#### [ITEMS]
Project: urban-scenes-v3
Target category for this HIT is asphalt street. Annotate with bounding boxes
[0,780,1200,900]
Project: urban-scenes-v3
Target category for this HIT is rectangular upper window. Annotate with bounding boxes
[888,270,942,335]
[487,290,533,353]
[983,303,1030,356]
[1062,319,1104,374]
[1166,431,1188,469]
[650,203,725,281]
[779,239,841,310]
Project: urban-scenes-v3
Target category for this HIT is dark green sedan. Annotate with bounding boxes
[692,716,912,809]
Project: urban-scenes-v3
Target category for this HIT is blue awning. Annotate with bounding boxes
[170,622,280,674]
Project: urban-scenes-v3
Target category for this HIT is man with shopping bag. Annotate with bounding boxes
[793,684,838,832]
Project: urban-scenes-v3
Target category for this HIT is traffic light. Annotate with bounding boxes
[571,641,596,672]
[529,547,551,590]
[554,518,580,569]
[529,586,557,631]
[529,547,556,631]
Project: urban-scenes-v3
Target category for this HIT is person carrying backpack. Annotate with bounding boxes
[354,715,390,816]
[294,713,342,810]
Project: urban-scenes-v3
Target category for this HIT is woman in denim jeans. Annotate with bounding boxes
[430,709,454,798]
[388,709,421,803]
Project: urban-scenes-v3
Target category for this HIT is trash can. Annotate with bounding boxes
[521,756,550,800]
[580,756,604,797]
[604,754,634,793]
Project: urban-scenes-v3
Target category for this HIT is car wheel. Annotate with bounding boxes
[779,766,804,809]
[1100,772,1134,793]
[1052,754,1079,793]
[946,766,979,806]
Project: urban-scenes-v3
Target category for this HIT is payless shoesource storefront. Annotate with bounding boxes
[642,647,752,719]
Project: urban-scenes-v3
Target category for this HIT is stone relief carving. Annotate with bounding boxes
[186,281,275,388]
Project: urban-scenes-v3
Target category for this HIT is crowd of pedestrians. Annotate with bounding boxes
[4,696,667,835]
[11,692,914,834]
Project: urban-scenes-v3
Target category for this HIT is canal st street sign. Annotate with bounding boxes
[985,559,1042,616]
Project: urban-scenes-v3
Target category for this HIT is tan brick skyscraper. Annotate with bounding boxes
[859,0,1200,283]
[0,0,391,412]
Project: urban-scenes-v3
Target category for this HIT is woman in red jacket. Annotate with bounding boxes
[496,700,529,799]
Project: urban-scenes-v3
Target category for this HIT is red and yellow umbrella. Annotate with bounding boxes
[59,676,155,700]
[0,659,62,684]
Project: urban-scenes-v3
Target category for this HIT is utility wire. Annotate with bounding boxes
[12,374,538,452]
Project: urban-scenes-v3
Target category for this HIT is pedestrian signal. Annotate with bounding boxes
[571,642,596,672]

#### [GOAL]
Please give all of the material above as a two-column CSV with the columns input and output, one row per entry: its text under input and its answer under output, each field in quotes with line breaks replaced by spaces.

#### [WRITTEN RESPONSE]
input,output
"Project: urban-scenes-v3 Target category for this HIT is asphalt street. Annotate with bounding boxes","[0,780,1200,900]"
"Project: urban-scenes-v3 Target category for this HIT is rectangular upper window. Annotate with bounding boxes","[888,270,942,335] [487,290,533,353] [983,303,1030,356] [1062,319,1104,374] [1166,431,1188,469] [650,203,725,281] [779,239,841,310]"
"Project: urban-scenes-v3 Target category for this HIT is dark green sedan. Annotate with bounding boxes","[692,716,912,809]"
"Project: urban-scenes-v3 Target category for this HIT is blue awning. Annotate with bounding boxes","[170,622,280,674]"
"Project: urban-scenes-v3 Target category for this HIT is man with shopping bag. Annotate with bounding boxes","[793,684,838,832]"
"Project: urban-scenes-v3 Target category for this HIT is traffic light. Annotate with bounding boxes","[571,641,596,672] [529,547,551,590] [554,518,580,569] [529,586,557,631] [529,547,556,631]"
"Project: urban-scenes-v3 Target category for this HIT is person carrying backpack. Annotate with bounding boxes","[354,715,390,816] [294,713,342,810]"
"Project: urban-scenes-v3 Target category for this HIT is woman in denim jeans. Annotate with bounding boxes","[430,709,454,798] [388,709,421,803]"
"Project: urban-scenes-v3 Target category for this HIT is trash can. Annotate with bounding boxes","[521,756,550,800] [580,756,604,797] [604,754,634,793]"
"Project: urban-scenes-v3 Target category for this HIT is car wheel. Annotate with bounding boxes","[779,766,804,809] [1100,772,1134,793] [1052,754,1079,793] [946,766,979,806]"
"Project: urban-scenes-v3 Target category for this HIT is payless shoesource storefront. Annotate with bounding boxes","[642,647,752,719]"
"Project: urban-scenes-v3 Target category for this HIT is stone relief carving. Annotate with bounding boxes","[186,281,275,388]"
"Project: urban-scenes-v3 Target category for this HIT is crowd of pedestrians. Annotate with bounding boxes","[4,696,667,835] [11,692,914,834]"
"Project: urban-scenes-v3 Target category for this HIT is canal st street sign. Annotate with bounding boxes","[985,559,1042,616]"
"Project: urban-scenes-v3 Target category for this HIT is tan brick skyscraper. Annotate with bounding boxes","[859,0,1200,283] [0,0,391,412]"
"Project: urban-scenes-v3 Target category for this HIT is woman in red jacket. Annotate with bounding boxes","[496,700,529,799]"
"Project: urban-scenes-v3 Target category for this HIT is red and yellow umbrella. Annotate with bounding boxes","[59,676,155,700] [0,659,62,684]"
"Project: urban-scenes-v3 Target category for this HIT is utility wire. Annotate with bounding boxes","[12,374,538,452]"
"Project: urban-scenes-v3 Target category for this HIT is pedestrian signal. Annotate with bounding boxes","[571,642,596,672]"